--- AVAILABLE RECORDS ---

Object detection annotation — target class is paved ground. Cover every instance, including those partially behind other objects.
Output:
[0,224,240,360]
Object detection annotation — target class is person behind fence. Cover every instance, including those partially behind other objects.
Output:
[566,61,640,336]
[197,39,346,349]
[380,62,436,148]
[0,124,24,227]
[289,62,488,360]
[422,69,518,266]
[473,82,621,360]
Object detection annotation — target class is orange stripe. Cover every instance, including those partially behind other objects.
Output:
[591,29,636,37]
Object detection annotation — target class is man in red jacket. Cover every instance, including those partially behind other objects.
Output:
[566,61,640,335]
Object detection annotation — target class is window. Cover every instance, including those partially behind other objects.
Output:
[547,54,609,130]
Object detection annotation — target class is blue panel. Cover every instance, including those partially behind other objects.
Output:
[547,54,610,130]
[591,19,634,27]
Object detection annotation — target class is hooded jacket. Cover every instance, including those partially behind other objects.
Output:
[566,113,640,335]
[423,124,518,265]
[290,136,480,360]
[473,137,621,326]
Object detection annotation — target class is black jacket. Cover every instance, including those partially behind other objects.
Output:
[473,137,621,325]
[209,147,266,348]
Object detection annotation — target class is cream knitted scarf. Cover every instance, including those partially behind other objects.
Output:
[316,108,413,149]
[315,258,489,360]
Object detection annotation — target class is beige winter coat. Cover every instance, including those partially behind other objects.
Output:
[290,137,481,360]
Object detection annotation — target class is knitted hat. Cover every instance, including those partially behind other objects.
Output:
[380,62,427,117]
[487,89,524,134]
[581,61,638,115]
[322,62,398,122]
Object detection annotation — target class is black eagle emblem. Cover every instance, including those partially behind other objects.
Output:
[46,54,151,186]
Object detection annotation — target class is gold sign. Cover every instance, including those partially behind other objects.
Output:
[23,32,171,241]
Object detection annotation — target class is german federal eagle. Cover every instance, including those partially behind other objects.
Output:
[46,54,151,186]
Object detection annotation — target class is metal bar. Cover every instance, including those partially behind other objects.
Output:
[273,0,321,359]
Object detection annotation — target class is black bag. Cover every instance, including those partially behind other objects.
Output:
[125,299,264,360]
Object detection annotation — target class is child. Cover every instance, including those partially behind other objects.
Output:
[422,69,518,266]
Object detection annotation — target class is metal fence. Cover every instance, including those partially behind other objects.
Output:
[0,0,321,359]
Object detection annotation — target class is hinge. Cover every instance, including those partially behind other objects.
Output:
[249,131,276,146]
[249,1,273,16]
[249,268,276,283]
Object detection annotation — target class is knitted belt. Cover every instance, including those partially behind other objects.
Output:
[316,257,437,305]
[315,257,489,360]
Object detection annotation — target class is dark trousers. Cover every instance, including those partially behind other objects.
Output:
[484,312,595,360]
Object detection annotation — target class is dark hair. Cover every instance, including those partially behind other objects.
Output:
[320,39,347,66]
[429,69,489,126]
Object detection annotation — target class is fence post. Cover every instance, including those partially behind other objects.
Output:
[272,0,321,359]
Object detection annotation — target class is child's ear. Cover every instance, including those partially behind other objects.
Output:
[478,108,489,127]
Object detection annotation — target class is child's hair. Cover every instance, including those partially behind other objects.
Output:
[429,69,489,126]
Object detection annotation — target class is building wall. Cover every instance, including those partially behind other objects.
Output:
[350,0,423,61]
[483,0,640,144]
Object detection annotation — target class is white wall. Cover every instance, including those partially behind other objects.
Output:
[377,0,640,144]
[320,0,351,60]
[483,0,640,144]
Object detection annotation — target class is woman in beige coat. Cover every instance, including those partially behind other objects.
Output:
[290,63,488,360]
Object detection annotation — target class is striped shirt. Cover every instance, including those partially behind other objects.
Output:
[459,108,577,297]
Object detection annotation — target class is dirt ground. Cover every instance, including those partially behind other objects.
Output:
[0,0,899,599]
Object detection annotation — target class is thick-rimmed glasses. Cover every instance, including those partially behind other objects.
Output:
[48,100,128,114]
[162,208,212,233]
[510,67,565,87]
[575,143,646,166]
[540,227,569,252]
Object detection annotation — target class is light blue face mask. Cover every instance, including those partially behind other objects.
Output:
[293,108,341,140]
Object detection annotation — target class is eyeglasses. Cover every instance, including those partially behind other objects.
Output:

--- THE REQUEST ---
Copy every one of the records above word for word, keeping each line as it stands.

--- SOLUTION TO THIS PROBLEM ---
Object detection annotation — target class is paved ground. Cover every instance, including those partially behind other objects.
Output:
[0,224,240,360]
Object detection annotation — target class is person behind fence. Cover every instance, including those partially behind other objects.
Output:
[566,61,640,336]
[197,39,346,349]
[380,62,436,148]
[0,124,24,227]
[289,62,488,360]
[422,69,518,266]
[473,82,621,360]
Object detection annotation — target class is orange stripe. Cover every instance, including those partially behind other objects.
Output:
[591,29,636,37]
Object detection annotation — target class is man in red jacket. Cover every instance, including those partially behind other objects.
Output:
[566,61,640,335]
Object detection annotation — target class is window. Cover every instance, including those partially behind other objects.
Output:
[547,54,609,130]
Object detection annotation — target class is blue panel. Cover every instance, including those partially behind other objects.
Output:
[547,54,610,130]
[591,19,634,27]
Object detection annotation — target class is hooded jacket. Cover every instance, including those partially behind other objects.
Output:
[566,113,640,335]
[423,124,518,265]
[290,136,480,360]
[473,137,621,326]
Object detection annotation — target class is black jacket. Cover every instance, including those partially behind other objects.
Output:
[473,137,621,325]
[209,147,266,348]
Object detection annotation — target class is cream knitted scarf. Cover every instance, including those partially behind other objects.
Output:
[316,108,413,149]
[315,258,489,360]
Object detection annotation — target class is beige winter coat. Cover every instance, including those partially behind other objects.
Output:
[290,137,481,360]
Object detection annotation — target class is knitted hat. Cover every instance, including those partially behind other objects.
Output:
[380,62,427,117]
[487,89,524,134]
[581,61,638,115]
[322,62,398,122]
Object detection annotation — target class is black eagle emblem. Cover every instance, including those partially behind other objects.
Output:
[46,54,151,186]
Object detection annotation — target class is gold sign. Cover every instance, including those partially behind other objects.
Output:
[23,32,171,241]
Object detection annotation — target class is german federal eagle. Cover every instance, including those partially behind other objects.
Output:
[46,54,151,186]
Object detection annotation — target class is metal bar. Cover every instance, including those partially behind other objects.
Output:
[273,0,321,359]
Object detection annotation — target class is black bag. Cover every instance, including those partially behind other objects.
Output:
[125,299,264,360]
Object detection annotation — target class is child. Cover every instance, including those partially behind other objects.
Output:
[422,69,518,266]
Object detection annotation — target class is metal fence. Cover every instance, including those partially behind other objects.
Output:
[0,0,321,359]
Object detection annotation — target class is hinge. Cover every instance, including those partially behind other objects.
Output:
[249,131,276,146]
[249,1,273,16]
[249,268,276,283]
Object detection annotation — target class is knitted belt. Cover every instance, including those partially behind other objects.
Output:
[316,257,437,305]
[315,257,489,360]
Object detection annotation — target class is dark trousers. Cover every instance, including those partially behind other objects.
Output:
[484,312,595,360]
Object detection annotation — target class is dark hair. Cover every instance, including those partially behind other objects.
Output:
[320,39,347,66]
[429,69,489,126]
Object detection annotation — target class is fence post. Cover every instance, including those partially behind other objects.
Output:
[272,0,321,359]
Object detection annotation — target class is child's ear. Cover every instance, including those partially behind other objects.
Output:
[478,108,489,127]
Object detection annotation — target class is child's hair. Cover every instance, including those partially behind other objects.
Output:
[429,69,489,126]
Object detection annotation — target class is building wall. Cover every instance, including those partially behind other objects.
Output:
[350,0,423,61]
[483,0,640,144]
Object detection annotation — target class is white wall. Cover every instance, including those partially behind other objects.
Output:
[377,0,640,144]
[320,0,351,60]
[483,0,640,144]
Object detection annotation — target class is woman in beige coat. Cover every instance, including those partially behind other objects.
Output:
[290,63,488,360]
Object detection annotation — target class is striped shirt. Cover every instance, including those partially behind other objects.
Output:
[459,108,577,297]
Object detection annotation — target class is dirt ground. Cover every instance, including those partially behind other objects.
Output:
[0,0,899,599]
Object detection annotation — target class is thick-rimmed glasses. Cover every instance, including those partially behind other objects.
Output:
[48,100,128,114]
[162,208,212,233]
[510,67,565,87]
[575,143,646,166]
[540,227,569,252]
Object detection annotation — target class is light blue face mask. Cover every instance, including those partially behind other objects.
Output:
[293,108,341,140]
Object detection annotation — target class is eyeglasses. Cover every instance, including those partially behind other objects.
Output:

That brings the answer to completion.